SUPPLIED PASSAGE >>
* BEGIN *

Closer Look at the Hawk Host Cloud

Our team has been busy deploying our cloud offering and thus far we’ve deployed them in Dallas, New York and Singapore. Each time we’ve announced the launch of a new cloud location we’ve said it’s fast, reliable but have not provided many details. Now while we cannot reveal everything we think it’s time to at least discuss the portions we are able to.

Processors

The processors we use are going to continue to evolve but as of today we deploy Broadwell, Haswell and Skylake processors. Our choice of processor is currently dependent on availability within a location. Rest assured though regardless of the processor your cloud server is on you’ll experience excellent performance.

Network Connectivity

All our locations have at least 40Gbps of total network connectivity to our servers. Many of our newer deployments however are now utilizing 100Gbps of total connectivity to a single server. We currently limit cloud servers to up to 1Gbps of total connectivity but depending on user needs we can provide faster connectivity.

Storage System

We receive a lot of inquiries about our storage system. The majority of them revolve around whether we’re using SSD’s and the answer is yes but our storage is much faster than your conventional SSD. We currently utilize a Software-Defined Storage (SDS) called Storpool. A simple explanation is it keeps one copy of data on a fast storage medium (SSD or NVMe) and two copies on a slower medium (HDD’s with raid cards using write back cache or Intel Optane drives used as write caching drives

Benchmarks

There are a lot of benchmarks out there all with different goals. I’ve opted to include nench which is popular with users that are price conscious while expecting high performance servers. It’s a simple benchmark which makes it easy for users to compare the results. I’ve chosen one of our 1GB servers that cost just $5/month to run the benchmarks on:

 nench.sh v2019.07.20 -- https://git.io/nench.sh
  benchmark timestamp:    2019-09-20 19:27:53 UTC
 Processor:    Intel Xeon Processor (Skylake, IBRS)

* END *

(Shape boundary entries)
* BEGIN *

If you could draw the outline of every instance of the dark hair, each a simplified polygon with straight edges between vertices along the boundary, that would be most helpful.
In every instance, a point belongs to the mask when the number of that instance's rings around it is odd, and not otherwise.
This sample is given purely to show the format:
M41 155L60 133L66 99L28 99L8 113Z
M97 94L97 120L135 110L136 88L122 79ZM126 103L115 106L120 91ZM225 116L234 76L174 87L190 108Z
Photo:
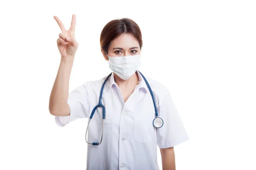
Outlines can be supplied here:
M136 38L141 50L142 37L139 26L130 19L122 18L109 22L103 28L99 40L100 47L103 52L108 54L111 42L124 33L129 34Z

* END *

THINGS TO DO >>
1 - Output the part of the Hawk Host Cloud article starting with "All our locations" and going on through "provide faster connectivity.", word for word.
2 - Return every line of the shape boundary listing without any change, and leave the pictures out of your answer.
This listing is unrelated to the Hawk Host Cloud article.

ANSWERS BELOW >>
1 -
All our locations have at least 40Gbps of total network connectivity to our servers. Many of our newer deployments however are now utilizing 100Gbps of total connectivity to a single server. We currently limit cloud servers to up to 1Gbps of total connectivity but depending on user needs we can provide faster connectivity.

2 -
If you could draw the outline of every instance of the dark hair, each a simplified polygon with straight edges between vertices along the boundary, that would be most helpful.
In every instance, a point belongs to the mask when the number of that instance's rings around it is odd, and not otherwise.
This sample is given purely to show the format:
M41 155L60 133L66 99L28 99L8 113Z
M97 94L97 120L135 110L136 88L122 79ZM126 103L115 106L120 91ZM225 116L234 76L174 87L190 108Z
Photo:
Outlines can be supplied here:
M136 38L141 50L142 37L139 26L130 19L122 18L109 22L103 28L99 40L100 47L103 52L108 54L111 42L124 33L129 34Z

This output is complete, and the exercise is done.